● **Do this**
Copy out the listing below again, from the line containing "TARGET: white gravel" through the end of the listing, both included, changing nothing. Leave out everything before that line.

● **Records**
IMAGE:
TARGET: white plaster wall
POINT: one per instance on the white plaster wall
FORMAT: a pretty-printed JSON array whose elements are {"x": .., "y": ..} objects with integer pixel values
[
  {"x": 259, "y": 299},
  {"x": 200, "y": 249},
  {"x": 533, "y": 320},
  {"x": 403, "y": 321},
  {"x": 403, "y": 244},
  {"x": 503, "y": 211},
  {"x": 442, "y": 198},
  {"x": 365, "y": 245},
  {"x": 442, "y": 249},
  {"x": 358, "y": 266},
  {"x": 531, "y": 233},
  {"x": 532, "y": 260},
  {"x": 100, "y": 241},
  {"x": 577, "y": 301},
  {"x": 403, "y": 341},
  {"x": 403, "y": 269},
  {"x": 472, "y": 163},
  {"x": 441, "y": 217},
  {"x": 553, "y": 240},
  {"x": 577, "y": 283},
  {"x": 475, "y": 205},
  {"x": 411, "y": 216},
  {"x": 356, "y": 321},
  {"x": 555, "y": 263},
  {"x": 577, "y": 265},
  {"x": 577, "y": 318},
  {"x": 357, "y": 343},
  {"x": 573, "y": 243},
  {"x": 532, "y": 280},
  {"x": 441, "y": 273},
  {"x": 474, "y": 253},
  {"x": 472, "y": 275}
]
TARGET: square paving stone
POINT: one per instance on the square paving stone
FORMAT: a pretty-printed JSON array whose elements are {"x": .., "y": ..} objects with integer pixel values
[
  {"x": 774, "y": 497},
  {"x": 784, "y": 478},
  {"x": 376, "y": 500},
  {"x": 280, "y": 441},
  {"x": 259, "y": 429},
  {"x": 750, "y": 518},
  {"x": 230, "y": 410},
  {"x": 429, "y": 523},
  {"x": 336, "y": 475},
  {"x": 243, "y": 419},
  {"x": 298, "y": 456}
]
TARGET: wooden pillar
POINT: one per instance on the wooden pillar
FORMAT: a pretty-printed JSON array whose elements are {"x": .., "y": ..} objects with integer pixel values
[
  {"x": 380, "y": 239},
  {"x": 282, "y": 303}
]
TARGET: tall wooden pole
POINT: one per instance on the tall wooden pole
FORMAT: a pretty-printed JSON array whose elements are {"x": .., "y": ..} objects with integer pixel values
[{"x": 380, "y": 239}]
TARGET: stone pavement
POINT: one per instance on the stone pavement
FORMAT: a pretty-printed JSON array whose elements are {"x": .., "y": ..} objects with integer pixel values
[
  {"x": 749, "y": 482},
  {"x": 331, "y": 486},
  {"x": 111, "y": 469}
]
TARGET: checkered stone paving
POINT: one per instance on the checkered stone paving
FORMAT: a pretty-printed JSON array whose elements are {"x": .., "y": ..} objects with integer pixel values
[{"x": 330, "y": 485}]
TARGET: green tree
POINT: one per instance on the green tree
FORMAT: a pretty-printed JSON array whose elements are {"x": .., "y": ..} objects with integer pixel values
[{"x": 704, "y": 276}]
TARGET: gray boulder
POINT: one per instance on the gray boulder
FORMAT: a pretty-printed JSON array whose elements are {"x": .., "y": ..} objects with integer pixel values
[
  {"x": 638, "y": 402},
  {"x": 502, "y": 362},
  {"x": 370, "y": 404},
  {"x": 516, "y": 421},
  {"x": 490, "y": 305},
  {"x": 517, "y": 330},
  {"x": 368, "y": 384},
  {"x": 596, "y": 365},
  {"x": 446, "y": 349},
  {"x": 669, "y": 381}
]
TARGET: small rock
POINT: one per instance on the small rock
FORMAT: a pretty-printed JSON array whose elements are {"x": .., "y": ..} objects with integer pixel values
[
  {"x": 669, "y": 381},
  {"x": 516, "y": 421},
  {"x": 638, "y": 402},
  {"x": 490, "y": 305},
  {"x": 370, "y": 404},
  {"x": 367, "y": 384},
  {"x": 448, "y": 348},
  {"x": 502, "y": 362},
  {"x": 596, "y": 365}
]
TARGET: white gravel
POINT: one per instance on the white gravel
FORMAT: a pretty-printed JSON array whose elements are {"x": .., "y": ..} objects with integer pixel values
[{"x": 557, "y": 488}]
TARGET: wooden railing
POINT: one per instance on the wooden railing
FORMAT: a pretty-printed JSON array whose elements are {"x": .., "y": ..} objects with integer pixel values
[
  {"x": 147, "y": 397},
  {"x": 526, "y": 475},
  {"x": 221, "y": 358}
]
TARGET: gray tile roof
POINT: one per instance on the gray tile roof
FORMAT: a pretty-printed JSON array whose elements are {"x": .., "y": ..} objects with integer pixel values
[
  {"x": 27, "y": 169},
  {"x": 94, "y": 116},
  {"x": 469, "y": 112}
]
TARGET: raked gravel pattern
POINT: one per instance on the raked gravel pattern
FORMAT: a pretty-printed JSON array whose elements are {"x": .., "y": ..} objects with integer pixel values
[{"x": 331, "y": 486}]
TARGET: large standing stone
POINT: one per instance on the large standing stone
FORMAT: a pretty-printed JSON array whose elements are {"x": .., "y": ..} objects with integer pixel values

● **Response to this exercise**
TARGET: white gravel
POINT: one per instance on the white gravel
FORMAT: a pretty-printed JSON array whose elements are {"x": .., "y": ..} objects with integer pixel values
[{"x": 557, "y": 488}]
TARGET: wooden railing
POINT: one per instance on the wooden railing
FORMAT: a pretty-printed JSON array whose elements are {"x": .., "y": ..} objects with integer pixel values
[
  {"x": 147, "y": 397},
  {"x": 526, "y": 475},
  {"x": 221, "y": 358}
]
TARGET: gray tile roof
POINT: one per instance on the gray tile roof
FORMAT: a pretty-printed JSON array whose elements are {"x": .., "y": ..} objects with integer pixel values
[
  {"x": 27, "y": 169},
  {"x": 94, "y": 116},
  {"x": 469, "y": 112}
]
TARGET: raked gravel pattern
POINT: one per instance on the raked gravel pattern
FORMAT: a pretty-printed JSON array whose elements are {"x": .., "y": ..} objects with integer pixel values
[{"x": 331, "y": 486}]
TARGET: large standing stone
POINT: one per instance on the large standing stone
FORMAT: a pretty-printed JSON array whose elements are {"x": .., "y": ..} objects with integer pixel values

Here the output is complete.